Free-text object descriptions:
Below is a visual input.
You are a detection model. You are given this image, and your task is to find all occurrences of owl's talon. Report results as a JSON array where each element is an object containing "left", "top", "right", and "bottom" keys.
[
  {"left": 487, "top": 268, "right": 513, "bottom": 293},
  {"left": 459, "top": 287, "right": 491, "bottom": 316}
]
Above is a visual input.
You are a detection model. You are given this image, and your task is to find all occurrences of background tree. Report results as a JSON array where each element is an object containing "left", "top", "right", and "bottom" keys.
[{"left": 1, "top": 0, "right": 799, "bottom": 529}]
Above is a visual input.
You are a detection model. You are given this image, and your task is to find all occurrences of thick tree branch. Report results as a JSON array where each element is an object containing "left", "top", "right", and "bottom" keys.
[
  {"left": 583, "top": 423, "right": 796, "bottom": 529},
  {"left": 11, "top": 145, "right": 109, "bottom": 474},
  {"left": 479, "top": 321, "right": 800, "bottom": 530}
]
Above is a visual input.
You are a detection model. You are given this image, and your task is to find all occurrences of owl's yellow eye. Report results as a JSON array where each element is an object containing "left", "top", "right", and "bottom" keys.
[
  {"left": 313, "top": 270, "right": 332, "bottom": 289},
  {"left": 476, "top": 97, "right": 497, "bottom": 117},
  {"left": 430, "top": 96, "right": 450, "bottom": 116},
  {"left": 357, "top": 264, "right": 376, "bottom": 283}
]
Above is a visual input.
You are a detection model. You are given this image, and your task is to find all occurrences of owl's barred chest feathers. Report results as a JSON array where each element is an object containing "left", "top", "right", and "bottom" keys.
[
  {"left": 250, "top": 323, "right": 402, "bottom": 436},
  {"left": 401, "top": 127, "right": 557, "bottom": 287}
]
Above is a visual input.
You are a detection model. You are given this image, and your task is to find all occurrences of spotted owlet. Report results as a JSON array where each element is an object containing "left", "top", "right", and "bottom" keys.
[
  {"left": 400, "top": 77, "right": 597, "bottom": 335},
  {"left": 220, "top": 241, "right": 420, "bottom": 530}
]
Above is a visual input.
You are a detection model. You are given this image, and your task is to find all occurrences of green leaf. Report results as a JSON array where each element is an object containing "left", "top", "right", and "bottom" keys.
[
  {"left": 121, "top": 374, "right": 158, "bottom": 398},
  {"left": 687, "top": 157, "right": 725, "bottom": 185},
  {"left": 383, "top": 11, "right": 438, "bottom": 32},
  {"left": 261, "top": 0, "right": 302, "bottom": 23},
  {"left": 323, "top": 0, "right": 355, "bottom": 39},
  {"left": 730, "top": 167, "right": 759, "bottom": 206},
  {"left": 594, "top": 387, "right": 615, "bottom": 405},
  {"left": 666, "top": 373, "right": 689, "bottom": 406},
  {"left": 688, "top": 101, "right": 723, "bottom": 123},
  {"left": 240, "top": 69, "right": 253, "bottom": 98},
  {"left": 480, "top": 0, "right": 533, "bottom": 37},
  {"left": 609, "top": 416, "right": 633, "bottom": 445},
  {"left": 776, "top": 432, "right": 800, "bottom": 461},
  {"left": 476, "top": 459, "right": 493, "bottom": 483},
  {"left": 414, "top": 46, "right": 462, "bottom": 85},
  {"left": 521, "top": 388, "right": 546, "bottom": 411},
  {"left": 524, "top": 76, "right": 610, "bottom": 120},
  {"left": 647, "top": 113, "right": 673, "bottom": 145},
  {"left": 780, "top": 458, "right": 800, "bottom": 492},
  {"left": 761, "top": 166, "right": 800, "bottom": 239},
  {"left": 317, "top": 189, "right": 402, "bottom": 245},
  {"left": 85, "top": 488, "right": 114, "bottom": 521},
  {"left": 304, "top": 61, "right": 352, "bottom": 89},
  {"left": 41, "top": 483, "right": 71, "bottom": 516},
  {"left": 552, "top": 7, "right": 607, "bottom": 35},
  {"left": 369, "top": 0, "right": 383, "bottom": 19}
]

• Work task:
Would you return the full set of entries, unchanged in every detail?

• Result:
Below is a visual input.
You are a detection model. You are given this image, and your task is to find all occurrences of owl's talon. Report results as a JSON array where each element is an object containing "left", "top", "right", and "bottom" keys.
[
  {"left": 487, "top": 268, "right": 513, "bottom": 293},
  {"left": 459, "top": 287, "right": 491, "bottom": 316}
]
Above is a visual input.
You are a detection model. You are given this image, and your task is to find all occurrences of background tree. Report results as a JSON array where each element is an object containing "left", "top", "right", and "bottom" keys.
[{"left": 1, "top": 0, "right": 799, "bottom": 529}]
Above is a visual input.
You are a detection model. You are given this image, and your task is to find all occurrences of thick tree branch. Report results as a JSON array where each element is an object containing "left", "top", "right", and "bottom" keys.
[
  {"left": 583, "top": 423, "right": 796, "bottom": 529},
  {"left": 11, "top": 145, "right": 109, "bottom": 474},
  {"left": 479, "top": 321, "right": 800, "bottom": 530}
]
Above is a visual input.
You are a detection model. You are given this image, and your task is to find all occurrences of owl's yellow eye. Report results as a JSON array where each element is an object containing "left", "top", "right", and "bottom" keys.
[
  {"left": 313, "top": 270, "right": 332, "bottom": 289},
  {"left": 476, "top": 97, "right": 497, "bottom": 117},
  {"left": 430, "top": 96, "right": 450, "bottom": 116},
  {"left": 357, "top": 264, "right": 376, "bottom": 283}
]
Above is a visual input.
You are a detection model. You are given this image, and your task is to find all occurrences of owl's barred chest feathers. Report results as a JSON array where each element is an object containing "left", "top", "right", and "bottom" keys.
[
  {"left": 250, "top": 323, "right": 402, "bottom": 436},
  {"left": 401, "top": 127, "right": 557, "bottom": 287}
]
Above is a visual input.
You are a detection model. You are given this image, and your task is to find all occurrences of spotted owlet. Report results as a JSON array where each element is an object containing "left", "top", "right", and "bottom" keys.
[
  {"left": 400, "top": 77, "right": 597, "bottom": 335},
  {"left": 220, "top": 241, "right": 420, "bottom": 530}
]
Above is a visual input.
You are a detection model. You are given this image, and your task is to find all occurrences of green leaf. Report results as a JSON array where each element is an object containing "left", "top", "right", and "bottom" keys.
[
  {"left": 121, "top": 374, "right": 158, "bottom": 398},
  {"left": 687, "top": 157, "right": 725, "bottom": 185},
  {"left": 383, "top": 11, "right": 438, "bottom": 32},
  {"left": 261, "top": 0, "right": 302, "bottom": 23},
  {"left": 323, "top": 0, "right": 355, "bottom": 39},
  {"left": 730, "top": 167, "right": 759, "bottom": 206},
  {"left": 594, "top": 387, "right": 615, "bottom": 405},
  {"left": 666, "top": 373, "right": 689, "bottom": 406},
  {"left": 688, "top": 101, "right": 723, "bottom": 123},
  {"left": 240, "top": 69, "right": 253, "bottom": 98},
  {"left": 480, "top": 0, "right": 533, "bottom": 37},
  {"left": 609, "top": 416, "right": 633, "bottom": 445},
  {"left": 776, "top": 432, "right": 800, "bottom": 461},
  {"left": 476, "top": 459, "right": 493, "bottom": 483},
  {"left": 414, "top": 46, "right": 462, "bottom": 85},
  {"left": 521, "top": 388, "right": 546, "bottom": 411},
  {"left": 524, "top": 76, "right": 610, "bottom": 120},
  {"left": 647, "top": 113, "right": 673, "bottom": 145},
  {"left": 780, "top": 458, "right": 800, "bottom": 492},
  {"left": 761, "top": 166, "right": 800, "bottom": 239},
  {"left": 317, "top": 189, "right": 402, "bottom": 245},
  {"left": 85, "top": 488, "right": 114, "bottom": 521},
  {"left": 304, "top": 61, "right": 352, "bottom": 89},
  {"left": 41, "top": 483, "right": 71, "bottom": 516},
  {"left": 552, "top": 7, "right": 607, "bottom": 35},
  {"left": 369, "top": 0, "right": 383, "bottom": 19}
]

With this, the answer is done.